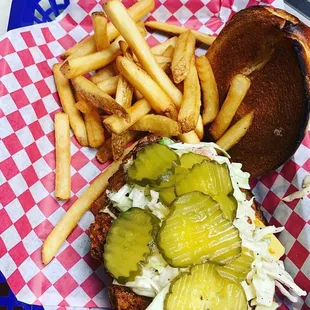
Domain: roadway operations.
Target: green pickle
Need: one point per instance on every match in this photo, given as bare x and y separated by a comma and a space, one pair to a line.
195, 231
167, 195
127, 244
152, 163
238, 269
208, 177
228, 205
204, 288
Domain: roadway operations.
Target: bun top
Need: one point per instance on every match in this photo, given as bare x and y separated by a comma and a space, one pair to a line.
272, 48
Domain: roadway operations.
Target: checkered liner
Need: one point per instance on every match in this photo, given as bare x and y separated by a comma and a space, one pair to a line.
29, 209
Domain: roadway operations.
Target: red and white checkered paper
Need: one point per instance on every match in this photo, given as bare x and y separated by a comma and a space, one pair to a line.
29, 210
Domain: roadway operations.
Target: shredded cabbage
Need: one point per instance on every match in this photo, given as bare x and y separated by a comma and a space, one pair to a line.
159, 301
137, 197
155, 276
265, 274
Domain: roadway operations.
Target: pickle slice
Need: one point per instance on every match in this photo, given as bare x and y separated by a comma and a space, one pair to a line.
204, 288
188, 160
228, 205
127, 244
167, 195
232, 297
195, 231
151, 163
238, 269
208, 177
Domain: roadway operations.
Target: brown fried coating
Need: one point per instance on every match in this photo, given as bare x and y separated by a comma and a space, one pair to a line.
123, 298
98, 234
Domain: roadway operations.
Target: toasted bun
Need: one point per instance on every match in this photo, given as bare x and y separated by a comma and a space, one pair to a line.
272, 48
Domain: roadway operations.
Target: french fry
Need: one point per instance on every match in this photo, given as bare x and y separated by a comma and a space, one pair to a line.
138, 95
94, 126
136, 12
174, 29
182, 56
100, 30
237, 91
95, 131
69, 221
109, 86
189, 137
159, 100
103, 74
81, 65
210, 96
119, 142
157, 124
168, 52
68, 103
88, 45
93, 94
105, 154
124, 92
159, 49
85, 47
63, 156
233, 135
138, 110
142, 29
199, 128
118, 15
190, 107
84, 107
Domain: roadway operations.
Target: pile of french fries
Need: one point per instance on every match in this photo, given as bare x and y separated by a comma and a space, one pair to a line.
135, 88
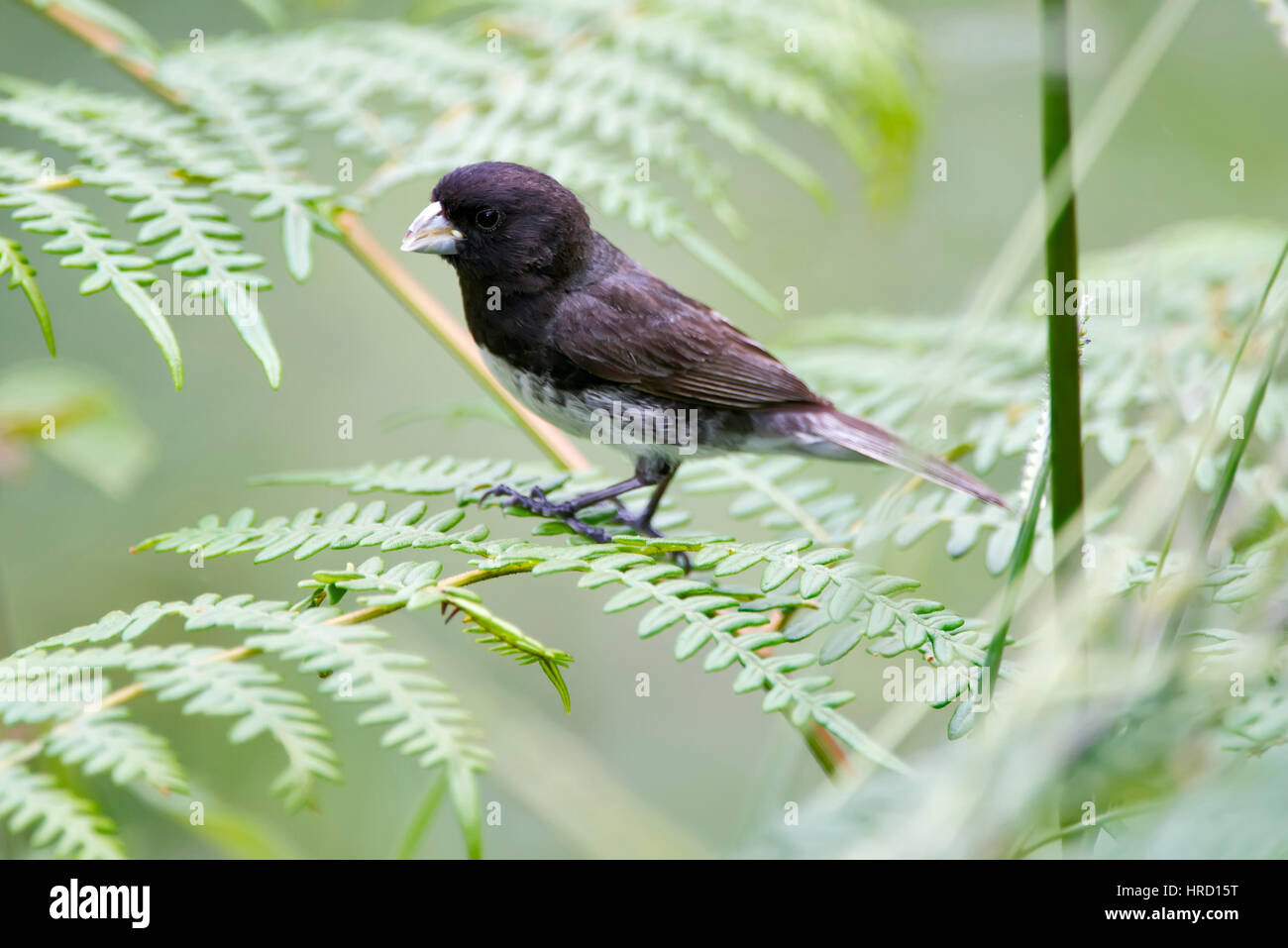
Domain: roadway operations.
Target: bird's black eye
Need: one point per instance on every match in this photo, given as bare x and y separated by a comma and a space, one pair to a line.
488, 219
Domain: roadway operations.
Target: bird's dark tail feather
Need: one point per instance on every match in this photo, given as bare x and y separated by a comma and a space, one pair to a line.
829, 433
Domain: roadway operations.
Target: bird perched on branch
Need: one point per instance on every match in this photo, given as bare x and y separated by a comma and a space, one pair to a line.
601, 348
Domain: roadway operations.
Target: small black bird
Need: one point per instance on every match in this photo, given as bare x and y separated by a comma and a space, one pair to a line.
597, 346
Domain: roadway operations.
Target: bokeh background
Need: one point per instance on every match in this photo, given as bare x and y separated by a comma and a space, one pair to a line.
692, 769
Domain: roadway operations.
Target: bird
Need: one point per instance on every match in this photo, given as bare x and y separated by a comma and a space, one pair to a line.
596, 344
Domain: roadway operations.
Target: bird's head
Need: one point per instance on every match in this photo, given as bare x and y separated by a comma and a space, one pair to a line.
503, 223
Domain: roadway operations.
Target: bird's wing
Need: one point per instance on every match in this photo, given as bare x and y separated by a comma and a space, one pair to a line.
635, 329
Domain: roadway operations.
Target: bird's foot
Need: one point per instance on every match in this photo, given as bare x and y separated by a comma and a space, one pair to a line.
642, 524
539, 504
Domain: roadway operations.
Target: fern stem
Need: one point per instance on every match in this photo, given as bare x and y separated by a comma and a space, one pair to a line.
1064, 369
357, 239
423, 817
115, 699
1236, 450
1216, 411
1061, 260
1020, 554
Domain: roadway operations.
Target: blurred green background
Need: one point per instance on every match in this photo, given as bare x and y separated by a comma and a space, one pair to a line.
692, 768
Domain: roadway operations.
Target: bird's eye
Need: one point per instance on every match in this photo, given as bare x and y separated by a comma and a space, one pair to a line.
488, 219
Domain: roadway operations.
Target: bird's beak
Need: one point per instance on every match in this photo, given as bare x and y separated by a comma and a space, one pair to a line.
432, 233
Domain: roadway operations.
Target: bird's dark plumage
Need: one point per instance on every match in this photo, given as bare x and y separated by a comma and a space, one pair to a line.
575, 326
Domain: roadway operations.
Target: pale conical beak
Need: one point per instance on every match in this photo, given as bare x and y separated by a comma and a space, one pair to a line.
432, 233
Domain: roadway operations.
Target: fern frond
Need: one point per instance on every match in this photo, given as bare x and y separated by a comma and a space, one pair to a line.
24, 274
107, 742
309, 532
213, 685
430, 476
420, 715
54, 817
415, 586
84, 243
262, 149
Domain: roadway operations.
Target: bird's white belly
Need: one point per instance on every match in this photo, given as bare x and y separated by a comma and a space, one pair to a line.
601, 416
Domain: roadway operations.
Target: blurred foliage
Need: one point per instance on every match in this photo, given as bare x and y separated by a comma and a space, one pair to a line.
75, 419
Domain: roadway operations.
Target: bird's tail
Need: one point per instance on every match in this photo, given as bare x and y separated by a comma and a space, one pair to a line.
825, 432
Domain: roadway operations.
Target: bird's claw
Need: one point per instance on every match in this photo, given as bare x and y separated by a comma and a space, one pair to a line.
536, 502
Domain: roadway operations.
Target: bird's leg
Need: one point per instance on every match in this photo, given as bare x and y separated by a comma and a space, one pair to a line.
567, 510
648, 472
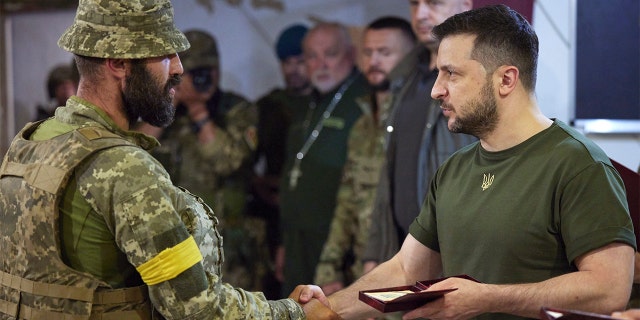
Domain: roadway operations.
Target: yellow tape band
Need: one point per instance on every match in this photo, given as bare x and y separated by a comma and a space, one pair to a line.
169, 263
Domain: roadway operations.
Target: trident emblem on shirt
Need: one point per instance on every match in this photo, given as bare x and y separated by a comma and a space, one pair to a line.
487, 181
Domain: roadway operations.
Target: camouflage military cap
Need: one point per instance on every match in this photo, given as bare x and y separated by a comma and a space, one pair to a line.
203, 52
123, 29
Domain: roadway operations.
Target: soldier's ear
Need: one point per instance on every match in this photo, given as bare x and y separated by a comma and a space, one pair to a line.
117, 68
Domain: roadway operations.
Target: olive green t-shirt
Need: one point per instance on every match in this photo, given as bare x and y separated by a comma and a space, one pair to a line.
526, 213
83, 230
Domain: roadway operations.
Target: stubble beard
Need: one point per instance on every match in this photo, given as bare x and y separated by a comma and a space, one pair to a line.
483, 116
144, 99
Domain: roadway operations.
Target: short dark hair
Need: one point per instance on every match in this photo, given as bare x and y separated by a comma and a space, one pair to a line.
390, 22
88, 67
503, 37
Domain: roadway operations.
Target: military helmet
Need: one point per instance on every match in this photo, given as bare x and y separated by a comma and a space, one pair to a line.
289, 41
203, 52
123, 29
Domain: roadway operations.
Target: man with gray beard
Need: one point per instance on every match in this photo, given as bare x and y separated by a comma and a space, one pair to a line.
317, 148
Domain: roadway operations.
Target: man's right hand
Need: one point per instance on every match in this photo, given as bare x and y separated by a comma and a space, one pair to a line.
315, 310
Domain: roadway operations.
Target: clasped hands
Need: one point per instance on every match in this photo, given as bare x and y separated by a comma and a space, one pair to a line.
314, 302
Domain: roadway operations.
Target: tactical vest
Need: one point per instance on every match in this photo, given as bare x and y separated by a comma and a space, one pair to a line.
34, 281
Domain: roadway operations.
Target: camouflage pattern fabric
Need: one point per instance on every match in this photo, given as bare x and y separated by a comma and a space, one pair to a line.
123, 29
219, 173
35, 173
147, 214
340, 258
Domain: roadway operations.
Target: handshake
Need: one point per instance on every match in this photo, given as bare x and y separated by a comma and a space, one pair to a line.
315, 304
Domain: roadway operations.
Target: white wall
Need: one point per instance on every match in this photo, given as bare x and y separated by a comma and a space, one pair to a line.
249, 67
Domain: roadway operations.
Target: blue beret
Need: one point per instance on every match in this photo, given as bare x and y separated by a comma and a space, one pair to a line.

+ + + + + + +

● WHAT TO PRODUCE
Report each line of the rows above that contains the word "dark", copying every such line in full.

● THE COMPLETED TASK
Target: bird's dark tail feather
Target: bird's dark plumage
Target: short dark hair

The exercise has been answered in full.